=== Trecho selecionado ===

Em um momento de baixa
popularidade de seu governo, o presidente Luiz Inácio Lula da Silva assinou
ontem uma medida provisória (MP) que reforma o setor elétrico e amplia
descontos nas contas de luz para consumidores de baixa renda. Além disso, cria
um mecanismo para reduzir as tarifas de clientes que hoje não são beneficiados
pela política.
O custo das benesses deve ser
assumido especialmente pela indústria, que precisará pagar novos encargos.
O texto foi apresentado a
parlamentares em reunião no Palácio do Planalto, numa tentativa do governo de
angariar apoio sobre o tema. Os presidentes da Câmara, Hugo Motta
(Republicanos-PB), e do Senado, Davi Alcolumbre (União Brasil-AP),
participaram. No encontro, Lula disse que o Congresso tem a prerrogativa de
alterar as propostas enviadas pelo Executivo:
— Eu sempre que digo a seguinte
frase: melhorar sempre, piorar, jamais.

===

• _Requisitos da tarefa_: Prossiga a redação do texto sobre a medida provisória que reforma o setor elétrico, começando logo após a última frase apresentada.

=== Seção de dados ===

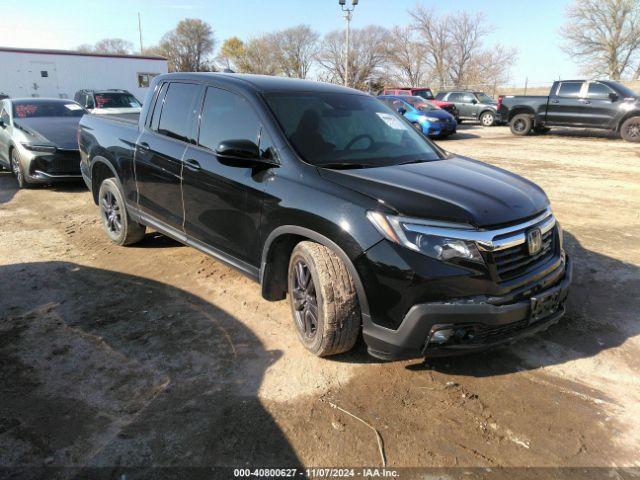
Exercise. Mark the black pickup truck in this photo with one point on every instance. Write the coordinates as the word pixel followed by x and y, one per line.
pixel 326 194
pixel 602 104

===

• _Resposta_:
Quando foi anunciada, a reforma causou divergências públicas entre os ministros
da Fazenda, Fernando Haddad, e de Minas e Energia, Alexandre Silveira, por
causa do temor sobre o impacto nos gastos do governo. Mas o Ministério de Minas
e Energia (MME) tratou logo de dizer que os recursos viriam de cortes de
subsídios e da realocação de custos.
A tarifa social continua sendo
destinada a famílias inscritas no Cadastro Único (CadÚnico) que tenham renda
mensal de até meio salário mínimo per capita; para pessoas com deficiência ou
idosos que recebam o Benefício de Prestação Continuada (BPC); e para famílias
indígenas e quilombolas do CadÚnico.
Pelo novo modelo, passa a ter
gratuidade na conta de luz o consumo mensal de até 80 quilowatts-hora (kWh) por
mês. Se consumir mais do que isso, o cliente pagará o excedente. Por exemplo,
se a conta é de 100 kWh, vai pagar 20 kWh no mês. O consumo médio mensal de
todos os lares do país é de cerca de 180 kWh.
Atualmente, em torno de 60
milhões de pessoas se enquadram nesses perfis, segundo o governo. A estimativa
é que, com a medida, 16 milhões tenham a conta zerada e 44 milhões sejam
beneficiados com um desconto maior. Nas regras de hoje, a tarifa social é
aplicada de forma escalonada. As mudanças passam a valer a partir de junho.
Em outra frente, o governo criou
o que chama de desconto social de energia elétrica. Com ele, terá isenção da
Conta de Desenvolvimento Energético (CDE, um superfundo que reúne os subsídios
do setor) quem consome até 120 kWh por mês, desde que a família esteja no
CadÚnico e tenha renda por pessoa de meio a um salário mínimo.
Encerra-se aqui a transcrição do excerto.